==== ENTRIES SHOWN ====

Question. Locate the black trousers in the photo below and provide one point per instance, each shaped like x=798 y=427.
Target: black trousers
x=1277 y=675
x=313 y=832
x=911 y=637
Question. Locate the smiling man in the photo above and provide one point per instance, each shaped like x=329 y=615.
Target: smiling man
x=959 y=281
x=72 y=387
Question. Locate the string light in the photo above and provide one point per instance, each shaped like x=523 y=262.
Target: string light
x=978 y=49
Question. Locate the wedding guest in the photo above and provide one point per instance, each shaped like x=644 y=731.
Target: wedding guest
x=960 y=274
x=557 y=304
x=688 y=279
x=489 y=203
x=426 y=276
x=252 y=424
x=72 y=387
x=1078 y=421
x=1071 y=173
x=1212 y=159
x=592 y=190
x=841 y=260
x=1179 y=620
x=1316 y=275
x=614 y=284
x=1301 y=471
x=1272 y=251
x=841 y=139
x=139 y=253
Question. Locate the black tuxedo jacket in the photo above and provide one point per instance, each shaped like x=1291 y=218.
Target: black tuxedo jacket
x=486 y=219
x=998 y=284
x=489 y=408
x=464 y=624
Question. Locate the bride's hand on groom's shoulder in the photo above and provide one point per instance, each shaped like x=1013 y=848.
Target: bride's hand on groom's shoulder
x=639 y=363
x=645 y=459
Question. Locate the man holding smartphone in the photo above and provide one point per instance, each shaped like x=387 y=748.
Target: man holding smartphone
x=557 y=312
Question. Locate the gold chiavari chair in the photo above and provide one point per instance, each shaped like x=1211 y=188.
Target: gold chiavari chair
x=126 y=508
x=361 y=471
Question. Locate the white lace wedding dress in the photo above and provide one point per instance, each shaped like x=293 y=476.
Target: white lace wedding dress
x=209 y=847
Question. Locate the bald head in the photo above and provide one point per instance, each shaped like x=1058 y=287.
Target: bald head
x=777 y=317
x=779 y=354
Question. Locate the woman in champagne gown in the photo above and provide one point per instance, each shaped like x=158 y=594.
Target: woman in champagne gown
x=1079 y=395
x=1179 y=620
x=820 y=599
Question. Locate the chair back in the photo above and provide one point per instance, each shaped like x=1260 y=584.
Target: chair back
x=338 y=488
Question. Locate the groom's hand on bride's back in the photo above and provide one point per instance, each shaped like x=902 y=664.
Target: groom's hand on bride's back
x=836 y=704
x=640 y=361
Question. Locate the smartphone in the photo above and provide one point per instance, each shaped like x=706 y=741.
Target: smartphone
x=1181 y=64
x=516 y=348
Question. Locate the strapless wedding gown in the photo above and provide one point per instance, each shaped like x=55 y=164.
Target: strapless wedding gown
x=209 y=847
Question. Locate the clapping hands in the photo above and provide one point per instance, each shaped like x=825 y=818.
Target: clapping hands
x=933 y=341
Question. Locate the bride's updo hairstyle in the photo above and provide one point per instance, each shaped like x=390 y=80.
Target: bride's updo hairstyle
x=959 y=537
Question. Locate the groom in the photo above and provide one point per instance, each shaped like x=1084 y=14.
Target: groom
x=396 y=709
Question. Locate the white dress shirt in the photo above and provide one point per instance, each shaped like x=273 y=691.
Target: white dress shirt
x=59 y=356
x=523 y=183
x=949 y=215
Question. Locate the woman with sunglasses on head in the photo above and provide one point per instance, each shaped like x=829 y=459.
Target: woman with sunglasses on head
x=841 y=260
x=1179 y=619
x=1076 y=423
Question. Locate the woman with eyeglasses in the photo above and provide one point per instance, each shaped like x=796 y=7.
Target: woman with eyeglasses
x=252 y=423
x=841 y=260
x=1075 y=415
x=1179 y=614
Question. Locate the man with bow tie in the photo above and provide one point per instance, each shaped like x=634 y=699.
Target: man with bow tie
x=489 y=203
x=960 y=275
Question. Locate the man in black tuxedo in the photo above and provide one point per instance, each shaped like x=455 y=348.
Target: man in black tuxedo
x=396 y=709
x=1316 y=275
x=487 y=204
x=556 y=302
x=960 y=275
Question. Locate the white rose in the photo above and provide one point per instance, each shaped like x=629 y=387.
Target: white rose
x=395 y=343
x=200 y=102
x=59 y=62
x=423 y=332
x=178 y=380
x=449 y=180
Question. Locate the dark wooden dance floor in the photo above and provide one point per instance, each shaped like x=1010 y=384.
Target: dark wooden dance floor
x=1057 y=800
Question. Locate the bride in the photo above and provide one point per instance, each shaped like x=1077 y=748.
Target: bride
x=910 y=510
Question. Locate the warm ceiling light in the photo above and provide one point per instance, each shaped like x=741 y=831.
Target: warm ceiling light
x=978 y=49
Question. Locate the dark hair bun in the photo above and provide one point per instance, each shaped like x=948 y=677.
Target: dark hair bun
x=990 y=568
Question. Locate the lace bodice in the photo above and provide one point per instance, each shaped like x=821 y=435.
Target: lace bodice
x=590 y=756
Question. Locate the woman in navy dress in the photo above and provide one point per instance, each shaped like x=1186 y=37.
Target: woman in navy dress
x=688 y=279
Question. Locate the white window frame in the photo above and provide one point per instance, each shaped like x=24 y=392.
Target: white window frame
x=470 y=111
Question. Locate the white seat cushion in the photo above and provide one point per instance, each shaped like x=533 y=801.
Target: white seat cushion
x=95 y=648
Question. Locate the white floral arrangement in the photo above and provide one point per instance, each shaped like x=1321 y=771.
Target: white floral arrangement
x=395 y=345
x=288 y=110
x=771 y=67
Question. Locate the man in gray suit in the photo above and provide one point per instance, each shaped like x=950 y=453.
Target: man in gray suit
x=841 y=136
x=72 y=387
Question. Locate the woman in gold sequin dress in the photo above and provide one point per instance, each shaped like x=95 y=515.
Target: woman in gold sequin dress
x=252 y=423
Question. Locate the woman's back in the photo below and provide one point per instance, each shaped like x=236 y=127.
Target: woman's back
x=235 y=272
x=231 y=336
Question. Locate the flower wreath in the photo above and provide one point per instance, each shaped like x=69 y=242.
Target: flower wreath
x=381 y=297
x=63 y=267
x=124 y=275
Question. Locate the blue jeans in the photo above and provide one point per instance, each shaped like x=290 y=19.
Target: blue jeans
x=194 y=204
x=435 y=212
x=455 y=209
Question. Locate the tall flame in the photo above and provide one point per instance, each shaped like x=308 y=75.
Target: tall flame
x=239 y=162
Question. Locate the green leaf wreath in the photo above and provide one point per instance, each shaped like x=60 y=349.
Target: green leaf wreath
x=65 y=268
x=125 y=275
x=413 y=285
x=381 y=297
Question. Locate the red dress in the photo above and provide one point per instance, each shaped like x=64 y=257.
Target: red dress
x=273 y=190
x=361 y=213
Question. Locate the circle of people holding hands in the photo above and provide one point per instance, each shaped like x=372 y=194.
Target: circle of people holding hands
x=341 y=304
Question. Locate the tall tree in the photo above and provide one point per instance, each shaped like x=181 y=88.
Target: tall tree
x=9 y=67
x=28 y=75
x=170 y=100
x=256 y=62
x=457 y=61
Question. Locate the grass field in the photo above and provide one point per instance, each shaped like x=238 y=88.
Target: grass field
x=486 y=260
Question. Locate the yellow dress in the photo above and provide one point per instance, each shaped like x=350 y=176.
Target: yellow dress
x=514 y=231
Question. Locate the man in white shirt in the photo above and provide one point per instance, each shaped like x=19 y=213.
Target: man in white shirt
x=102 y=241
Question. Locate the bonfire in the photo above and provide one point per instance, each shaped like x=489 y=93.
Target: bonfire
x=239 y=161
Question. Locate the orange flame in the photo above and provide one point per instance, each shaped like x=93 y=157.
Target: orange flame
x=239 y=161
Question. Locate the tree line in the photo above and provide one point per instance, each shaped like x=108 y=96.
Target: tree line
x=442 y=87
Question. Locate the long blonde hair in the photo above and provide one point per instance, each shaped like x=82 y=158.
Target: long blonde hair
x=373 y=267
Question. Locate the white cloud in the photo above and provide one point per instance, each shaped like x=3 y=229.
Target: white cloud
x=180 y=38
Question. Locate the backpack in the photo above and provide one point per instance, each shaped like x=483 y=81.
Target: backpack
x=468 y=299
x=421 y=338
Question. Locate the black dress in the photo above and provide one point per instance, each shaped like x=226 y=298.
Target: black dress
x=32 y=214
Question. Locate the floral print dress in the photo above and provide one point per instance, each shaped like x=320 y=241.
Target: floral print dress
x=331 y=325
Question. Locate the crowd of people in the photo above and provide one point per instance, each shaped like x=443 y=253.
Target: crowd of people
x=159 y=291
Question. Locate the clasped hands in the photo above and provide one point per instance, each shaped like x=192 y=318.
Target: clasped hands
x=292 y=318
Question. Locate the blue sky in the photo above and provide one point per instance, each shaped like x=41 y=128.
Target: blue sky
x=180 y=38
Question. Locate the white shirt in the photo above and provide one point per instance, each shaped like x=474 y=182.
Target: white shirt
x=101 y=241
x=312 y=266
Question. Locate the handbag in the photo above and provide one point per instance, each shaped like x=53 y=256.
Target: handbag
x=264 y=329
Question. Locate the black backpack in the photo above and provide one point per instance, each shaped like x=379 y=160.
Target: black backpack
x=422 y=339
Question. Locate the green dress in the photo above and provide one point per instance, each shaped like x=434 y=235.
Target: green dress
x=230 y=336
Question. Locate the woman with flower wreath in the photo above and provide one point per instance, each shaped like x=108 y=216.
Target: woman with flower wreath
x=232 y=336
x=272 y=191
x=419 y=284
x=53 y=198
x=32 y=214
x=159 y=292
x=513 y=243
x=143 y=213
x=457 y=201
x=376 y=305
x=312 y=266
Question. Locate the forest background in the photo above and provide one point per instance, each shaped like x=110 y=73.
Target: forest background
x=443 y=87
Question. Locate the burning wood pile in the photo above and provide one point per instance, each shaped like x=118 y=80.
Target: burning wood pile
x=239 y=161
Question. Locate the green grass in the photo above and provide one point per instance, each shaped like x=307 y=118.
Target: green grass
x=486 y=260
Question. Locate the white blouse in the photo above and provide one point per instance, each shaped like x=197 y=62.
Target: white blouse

====

◆ WHAT TO DO: Starting with the line that contains "Question. Locate the green grass" and going on through the end of the entries, copy every line again, requests included. Scale the x and y coordinates of each answer point by 0.45 and round them to whole numbers, with halves going up, but leave the sample coordinates inside the requests unchanged.

◆ TASK RESULT:
Question. Locate the green grass in the photo above and provide one point per instance, each shaped like x=307 y=118.
Target: green grass
x=219 y=117
Question. Locate the white blouse in the photo above and provide one point per instance, each shaped like x=197 y=62.
Target: white blouse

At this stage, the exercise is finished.